- **TEXT PROVIDED**

Is tennis the second most athletic sport in the world?

LONDON, ENGLAND - JULY 08:  Roger Federer of Switzerland serves during the Men's Singles Semi Final match against Milos Raonic of Canada on day eleven of the Wimbledon Lawn Tennis Championships at the All England Lawn Tennis and Croquet Club on July 8, 2016 in London, England.  (Photo by Julian Finney/Getty Images)

In the recently concluded Rio Olympics, Ashton Eaton, decathlon champion and regarded by many as among the greatest athletes in the world, was asked his opinions about the most athletic sport in the world. His answer was somewhat surprising.

While he acknowledged his sport as the most objective measure of sheer athleticism – every individual event within the decathlon gets an individual score, with the winner being decided by the combined performance across all disciplines – he added it would be imperfect to define athleticism using only measures of physical performance.

“There’s the body, and then there’s definitely the mind”, said Eaton. He chose tennis as the second most athletic sport, reasoning tennis is closer than other sports to evaluating an athlete’s performance using what he termed a “holistic approach”. Among the reasons he listed for putting tennis right at the top were, “the technical aspect, the agility, the mind-body awareness… and the game itself… which is a little bit like a chess match”.

How do we go about defining the toughest sport in the world? What is the skillset required to become the greatest athlete? Is it prudent to compare multiple sports across diverse categories? As it turns out, the jury is still out.

- **DATA FOR REVIEW**
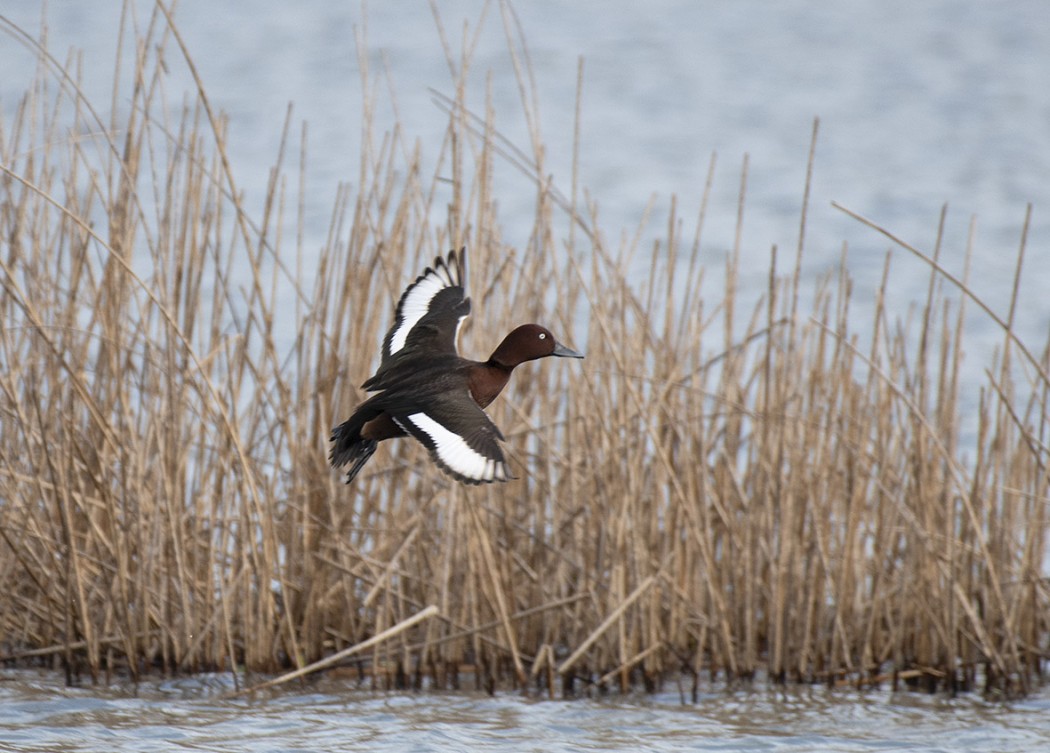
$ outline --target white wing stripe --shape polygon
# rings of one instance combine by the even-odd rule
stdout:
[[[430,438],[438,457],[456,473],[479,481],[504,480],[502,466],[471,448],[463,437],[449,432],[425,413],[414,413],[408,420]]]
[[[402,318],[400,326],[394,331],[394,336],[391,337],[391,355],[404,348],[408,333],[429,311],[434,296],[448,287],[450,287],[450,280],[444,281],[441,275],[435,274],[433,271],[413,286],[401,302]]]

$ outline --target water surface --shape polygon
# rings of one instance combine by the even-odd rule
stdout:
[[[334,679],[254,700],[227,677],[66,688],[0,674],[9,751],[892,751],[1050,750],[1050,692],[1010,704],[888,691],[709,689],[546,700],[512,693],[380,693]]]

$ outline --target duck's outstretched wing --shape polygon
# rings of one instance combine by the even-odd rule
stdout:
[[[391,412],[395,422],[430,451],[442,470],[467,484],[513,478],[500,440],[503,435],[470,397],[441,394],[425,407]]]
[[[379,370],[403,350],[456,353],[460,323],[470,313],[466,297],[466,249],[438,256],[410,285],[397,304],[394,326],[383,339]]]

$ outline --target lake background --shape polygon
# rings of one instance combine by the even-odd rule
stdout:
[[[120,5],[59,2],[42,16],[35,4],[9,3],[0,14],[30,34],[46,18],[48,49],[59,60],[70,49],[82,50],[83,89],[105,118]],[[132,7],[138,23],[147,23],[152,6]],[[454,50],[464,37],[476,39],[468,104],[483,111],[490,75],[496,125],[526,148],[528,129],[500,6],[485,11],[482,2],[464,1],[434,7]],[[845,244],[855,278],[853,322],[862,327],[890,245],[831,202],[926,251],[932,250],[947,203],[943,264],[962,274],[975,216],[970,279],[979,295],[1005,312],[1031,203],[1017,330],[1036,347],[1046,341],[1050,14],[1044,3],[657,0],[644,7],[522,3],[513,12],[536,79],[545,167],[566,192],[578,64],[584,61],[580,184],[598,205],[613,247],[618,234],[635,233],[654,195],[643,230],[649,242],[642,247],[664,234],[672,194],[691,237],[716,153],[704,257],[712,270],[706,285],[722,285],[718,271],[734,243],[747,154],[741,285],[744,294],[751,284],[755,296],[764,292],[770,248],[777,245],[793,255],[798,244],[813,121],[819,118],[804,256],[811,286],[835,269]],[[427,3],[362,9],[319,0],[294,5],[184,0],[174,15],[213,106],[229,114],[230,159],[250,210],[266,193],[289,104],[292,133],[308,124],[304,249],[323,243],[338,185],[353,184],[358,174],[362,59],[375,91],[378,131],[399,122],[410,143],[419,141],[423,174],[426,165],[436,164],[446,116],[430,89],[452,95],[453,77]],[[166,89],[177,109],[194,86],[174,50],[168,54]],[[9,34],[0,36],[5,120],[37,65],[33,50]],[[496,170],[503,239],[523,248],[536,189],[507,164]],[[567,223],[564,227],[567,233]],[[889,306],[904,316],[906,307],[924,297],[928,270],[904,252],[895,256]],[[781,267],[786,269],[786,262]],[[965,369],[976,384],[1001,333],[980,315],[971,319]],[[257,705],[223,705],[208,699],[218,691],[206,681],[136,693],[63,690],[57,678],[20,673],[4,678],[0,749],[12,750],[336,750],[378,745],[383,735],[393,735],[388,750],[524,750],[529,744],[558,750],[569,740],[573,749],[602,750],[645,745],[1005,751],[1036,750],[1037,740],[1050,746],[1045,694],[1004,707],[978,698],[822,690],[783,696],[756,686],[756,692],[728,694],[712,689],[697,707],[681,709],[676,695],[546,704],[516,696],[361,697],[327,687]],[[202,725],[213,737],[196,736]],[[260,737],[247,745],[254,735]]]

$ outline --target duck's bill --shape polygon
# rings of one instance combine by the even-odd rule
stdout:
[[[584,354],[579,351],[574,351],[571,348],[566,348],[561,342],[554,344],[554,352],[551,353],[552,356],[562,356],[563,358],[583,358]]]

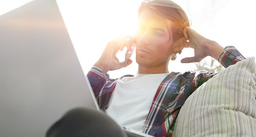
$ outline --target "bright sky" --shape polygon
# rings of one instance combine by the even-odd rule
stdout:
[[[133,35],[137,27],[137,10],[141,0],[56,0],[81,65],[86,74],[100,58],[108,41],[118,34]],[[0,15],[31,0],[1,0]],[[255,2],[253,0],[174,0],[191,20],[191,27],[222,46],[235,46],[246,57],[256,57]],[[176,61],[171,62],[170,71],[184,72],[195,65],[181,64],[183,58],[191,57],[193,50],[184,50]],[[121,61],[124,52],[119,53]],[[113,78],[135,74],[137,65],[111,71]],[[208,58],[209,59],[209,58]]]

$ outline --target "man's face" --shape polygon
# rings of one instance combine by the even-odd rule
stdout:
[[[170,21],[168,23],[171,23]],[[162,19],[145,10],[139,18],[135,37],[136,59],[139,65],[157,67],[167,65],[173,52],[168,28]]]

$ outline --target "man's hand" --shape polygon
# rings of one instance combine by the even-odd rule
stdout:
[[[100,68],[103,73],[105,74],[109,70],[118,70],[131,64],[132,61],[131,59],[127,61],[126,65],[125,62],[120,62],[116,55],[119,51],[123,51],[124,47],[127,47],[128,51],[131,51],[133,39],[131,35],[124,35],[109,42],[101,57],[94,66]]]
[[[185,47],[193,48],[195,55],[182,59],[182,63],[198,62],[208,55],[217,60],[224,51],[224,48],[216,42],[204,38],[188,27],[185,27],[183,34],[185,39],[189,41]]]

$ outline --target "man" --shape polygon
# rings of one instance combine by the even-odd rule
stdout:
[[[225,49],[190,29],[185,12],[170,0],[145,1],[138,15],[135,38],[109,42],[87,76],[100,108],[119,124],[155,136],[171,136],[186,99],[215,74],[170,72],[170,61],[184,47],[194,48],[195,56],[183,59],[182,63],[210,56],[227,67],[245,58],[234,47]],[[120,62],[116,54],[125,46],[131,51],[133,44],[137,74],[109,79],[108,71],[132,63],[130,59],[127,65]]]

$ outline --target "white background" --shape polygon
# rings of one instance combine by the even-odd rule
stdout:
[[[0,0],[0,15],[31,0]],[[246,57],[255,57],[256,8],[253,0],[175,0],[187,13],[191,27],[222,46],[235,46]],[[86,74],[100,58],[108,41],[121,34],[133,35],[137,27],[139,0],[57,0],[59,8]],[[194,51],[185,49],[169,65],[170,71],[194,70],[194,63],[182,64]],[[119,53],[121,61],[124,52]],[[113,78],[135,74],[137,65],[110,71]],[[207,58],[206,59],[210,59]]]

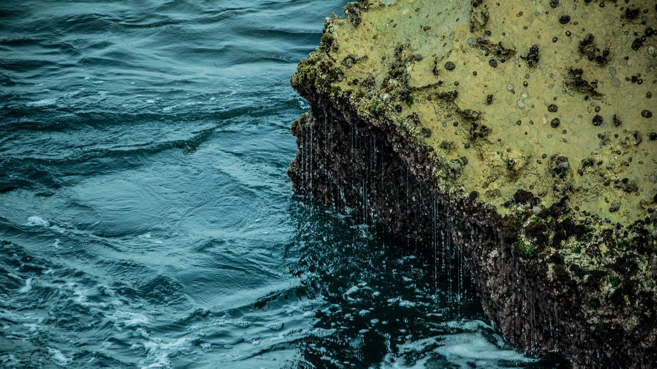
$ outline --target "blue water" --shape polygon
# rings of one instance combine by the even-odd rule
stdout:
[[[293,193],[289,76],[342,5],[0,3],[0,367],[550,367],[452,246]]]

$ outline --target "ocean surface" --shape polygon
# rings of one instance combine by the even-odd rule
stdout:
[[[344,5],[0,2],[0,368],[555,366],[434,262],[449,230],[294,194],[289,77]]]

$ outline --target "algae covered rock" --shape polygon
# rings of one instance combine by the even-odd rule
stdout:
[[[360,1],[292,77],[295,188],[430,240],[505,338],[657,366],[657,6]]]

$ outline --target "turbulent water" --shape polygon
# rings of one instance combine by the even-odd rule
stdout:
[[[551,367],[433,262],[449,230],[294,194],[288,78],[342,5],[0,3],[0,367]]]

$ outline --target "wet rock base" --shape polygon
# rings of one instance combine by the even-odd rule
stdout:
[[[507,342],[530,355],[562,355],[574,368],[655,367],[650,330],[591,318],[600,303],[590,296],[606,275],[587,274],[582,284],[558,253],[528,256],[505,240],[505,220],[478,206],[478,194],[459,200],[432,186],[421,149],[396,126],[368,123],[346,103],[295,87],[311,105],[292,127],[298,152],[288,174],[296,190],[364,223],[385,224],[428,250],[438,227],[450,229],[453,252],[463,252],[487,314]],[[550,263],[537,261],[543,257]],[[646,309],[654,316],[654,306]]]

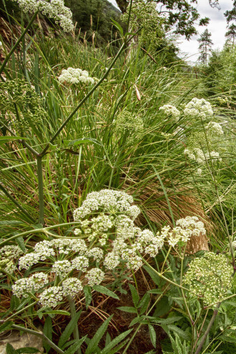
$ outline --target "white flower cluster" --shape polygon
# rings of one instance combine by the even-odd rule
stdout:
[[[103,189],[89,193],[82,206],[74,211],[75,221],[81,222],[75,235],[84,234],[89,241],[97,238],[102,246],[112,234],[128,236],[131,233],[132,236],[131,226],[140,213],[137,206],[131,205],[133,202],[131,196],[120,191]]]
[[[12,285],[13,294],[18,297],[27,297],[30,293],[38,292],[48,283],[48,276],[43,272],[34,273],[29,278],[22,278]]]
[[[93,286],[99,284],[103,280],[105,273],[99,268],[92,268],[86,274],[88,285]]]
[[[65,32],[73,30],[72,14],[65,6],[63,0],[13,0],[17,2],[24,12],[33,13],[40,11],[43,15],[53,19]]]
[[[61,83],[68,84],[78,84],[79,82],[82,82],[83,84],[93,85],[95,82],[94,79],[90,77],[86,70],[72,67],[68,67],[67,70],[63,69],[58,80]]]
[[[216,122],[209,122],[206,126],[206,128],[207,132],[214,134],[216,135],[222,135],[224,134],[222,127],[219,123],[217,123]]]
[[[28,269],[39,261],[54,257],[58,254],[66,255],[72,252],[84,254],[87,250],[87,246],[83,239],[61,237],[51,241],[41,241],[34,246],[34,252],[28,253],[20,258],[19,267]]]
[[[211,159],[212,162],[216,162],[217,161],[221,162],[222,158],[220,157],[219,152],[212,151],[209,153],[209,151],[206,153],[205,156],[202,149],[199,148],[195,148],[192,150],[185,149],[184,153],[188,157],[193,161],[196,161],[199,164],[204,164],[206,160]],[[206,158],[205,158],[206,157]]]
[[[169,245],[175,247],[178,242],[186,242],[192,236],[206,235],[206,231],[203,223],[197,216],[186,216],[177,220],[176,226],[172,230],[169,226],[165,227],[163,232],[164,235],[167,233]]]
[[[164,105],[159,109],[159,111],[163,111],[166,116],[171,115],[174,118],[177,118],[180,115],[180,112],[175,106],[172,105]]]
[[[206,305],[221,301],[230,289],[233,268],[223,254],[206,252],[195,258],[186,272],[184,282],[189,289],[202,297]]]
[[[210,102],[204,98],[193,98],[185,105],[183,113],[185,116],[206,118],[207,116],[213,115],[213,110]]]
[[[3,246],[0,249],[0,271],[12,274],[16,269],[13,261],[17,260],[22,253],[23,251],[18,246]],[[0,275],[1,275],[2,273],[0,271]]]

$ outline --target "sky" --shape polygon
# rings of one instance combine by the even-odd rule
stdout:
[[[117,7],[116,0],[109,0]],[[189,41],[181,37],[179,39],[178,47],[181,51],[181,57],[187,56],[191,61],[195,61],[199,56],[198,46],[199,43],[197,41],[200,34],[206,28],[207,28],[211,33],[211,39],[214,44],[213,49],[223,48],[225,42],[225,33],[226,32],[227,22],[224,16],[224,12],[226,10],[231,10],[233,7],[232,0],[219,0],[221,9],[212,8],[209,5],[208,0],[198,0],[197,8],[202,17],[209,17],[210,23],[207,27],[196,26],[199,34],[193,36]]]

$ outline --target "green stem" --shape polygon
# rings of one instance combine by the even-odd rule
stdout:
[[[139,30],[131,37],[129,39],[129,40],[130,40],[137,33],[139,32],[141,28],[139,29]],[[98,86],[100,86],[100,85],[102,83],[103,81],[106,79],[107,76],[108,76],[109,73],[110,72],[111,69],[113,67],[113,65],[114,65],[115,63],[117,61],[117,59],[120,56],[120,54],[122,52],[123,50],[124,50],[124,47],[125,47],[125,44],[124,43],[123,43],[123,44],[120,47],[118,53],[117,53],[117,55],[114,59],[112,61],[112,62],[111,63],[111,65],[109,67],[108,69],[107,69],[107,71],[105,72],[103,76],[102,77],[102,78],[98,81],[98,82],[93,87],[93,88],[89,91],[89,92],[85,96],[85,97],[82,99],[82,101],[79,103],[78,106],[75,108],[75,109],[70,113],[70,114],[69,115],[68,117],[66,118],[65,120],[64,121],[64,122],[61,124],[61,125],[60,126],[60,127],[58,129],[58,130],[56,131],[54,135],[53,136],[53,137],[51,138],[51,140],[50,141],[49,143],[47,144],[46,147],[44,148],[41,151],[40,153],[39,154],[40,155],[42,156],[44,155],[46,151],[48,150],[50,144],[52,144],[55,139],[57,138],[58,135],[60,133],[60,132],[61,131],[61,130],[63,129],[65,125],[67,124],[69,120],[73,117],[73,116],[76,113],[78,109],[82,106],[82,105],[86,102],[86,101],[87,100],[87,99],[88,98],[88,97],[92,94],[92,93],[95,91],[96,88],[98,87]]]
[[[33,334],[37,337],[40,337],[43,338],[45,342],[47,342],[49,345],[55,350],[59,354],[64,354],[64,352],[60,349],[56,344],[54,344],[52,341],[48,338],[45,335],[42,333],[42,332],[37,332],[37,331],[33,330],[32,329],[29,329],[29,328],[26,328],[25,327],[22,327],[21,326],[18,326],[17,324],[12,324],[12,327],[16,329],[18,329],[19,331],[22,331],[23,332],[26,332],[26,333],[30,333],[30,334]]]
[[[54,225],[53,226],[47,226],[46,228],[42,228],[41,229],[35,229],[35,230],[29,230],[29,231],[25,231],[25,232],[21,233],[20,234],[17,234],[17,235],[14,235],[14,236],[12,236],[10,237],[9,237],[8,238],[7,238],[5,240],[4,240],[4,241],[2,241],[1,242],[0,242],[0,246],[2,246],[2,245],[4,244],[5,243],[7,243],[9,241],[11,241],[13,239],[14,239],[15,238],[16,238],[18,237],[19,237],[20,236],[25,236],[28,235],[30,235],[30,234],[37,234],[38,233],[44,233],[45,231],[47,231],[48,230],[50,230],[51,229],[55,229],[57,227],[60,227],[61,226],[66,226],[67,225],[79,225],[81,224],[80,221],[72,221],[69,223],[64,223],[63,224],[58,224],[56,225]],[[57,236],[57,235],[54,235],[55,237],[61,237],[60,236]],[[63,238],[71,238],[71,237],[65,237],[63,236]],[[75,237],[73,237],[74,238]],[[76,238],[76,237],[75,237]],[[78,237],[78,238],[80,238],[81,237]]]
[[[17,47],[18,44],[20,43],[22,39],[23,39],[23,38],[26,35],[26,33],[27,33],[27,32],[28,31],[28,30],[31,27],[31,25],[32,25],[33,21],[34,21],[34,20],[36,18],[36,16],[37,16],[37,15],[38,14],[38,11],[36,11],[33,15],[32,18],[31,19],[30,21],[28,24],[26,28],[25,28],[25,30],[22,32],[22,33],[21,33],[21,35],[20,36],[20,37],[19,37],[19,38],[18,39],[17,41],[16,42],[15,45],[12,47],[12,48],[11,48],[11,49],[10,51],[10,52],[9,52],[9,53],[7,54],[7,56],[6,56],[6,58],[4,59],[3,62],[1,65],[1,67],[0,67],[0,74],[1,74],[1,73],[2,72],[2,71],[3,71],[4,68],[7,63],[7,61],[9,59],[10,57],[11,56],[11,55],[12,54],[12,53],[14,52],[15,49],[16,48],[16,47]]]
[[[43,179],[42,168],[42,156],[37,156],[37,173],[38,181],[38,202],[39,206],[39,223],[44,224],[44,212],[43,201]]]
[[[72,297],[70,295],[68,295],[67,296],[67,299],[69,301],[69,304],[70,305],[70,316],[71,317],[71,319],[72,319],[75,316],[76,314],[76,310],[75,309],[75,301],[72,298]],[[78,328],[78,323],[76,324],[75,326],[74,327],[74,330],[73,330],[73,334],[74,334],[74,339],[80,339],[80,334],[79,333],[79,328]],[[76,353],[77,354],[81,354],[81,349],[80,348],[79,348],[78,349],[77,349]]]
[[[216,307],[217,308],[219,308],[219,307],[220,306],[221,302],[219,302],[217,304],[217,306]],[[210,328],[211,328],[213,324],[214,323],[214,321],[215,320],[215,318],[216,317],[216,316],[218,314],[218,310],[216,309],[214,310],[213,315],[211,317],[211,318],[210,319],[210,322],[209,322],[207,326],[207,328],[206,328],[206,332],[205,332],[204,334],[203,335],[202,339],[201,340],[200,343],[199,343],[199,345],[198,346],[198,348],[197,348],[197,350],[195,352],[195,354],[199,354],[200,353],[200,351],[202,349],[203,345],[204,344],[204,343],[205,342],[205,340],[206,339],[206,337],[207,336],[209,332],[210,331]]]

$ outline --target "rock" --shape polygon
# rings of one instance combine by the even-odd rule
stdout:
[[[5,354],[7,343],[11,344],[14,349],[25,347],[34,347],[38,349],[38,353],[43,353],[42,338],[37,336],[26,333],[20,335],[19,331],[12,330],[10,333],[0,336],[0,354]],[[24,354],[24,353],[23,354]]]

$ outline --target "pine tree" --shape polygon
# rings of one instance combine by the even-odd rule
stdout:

- **WHAT YOU NEED TO DO**
[1] Answer these from the tennis article:
(a) In the photo caption, who is Roger Federer's opponent in the semifinal match?
(b) Ashton Eaton is a champion in which event?
(c) To what did Eaton compare the game of tennis?
[2] Return the part of the tennis article from "LONDON, ENGLAND - JULY" up to and including "was somewhat surprising.", copied exactly.

- **RESULTS OF THE EXERCISE**
[1]
(a) Milos Raonic of Canada
(b) The decathlon
(c) A chess match

[2]
LONDON, ENGLAND - JULY 08:  Roger Federer of Switzerland serves during the Men's Singles Semi Final match against Milos Raonic of Canada on day eleven of the Wimbledon Lawn Tennis Championships at the All England Lawn Tennis and Croquet Club on July 8, 2016 in London, England.  (Photo by Julian Finney/Getty Images)

In the recently concluded Rio Olympics, Ashton Eaton, decathlon champion and regarded by many as among the greatest athletes in the world, was asked his opinions about the most athletic sport in the world. His answer was somewhat surprising.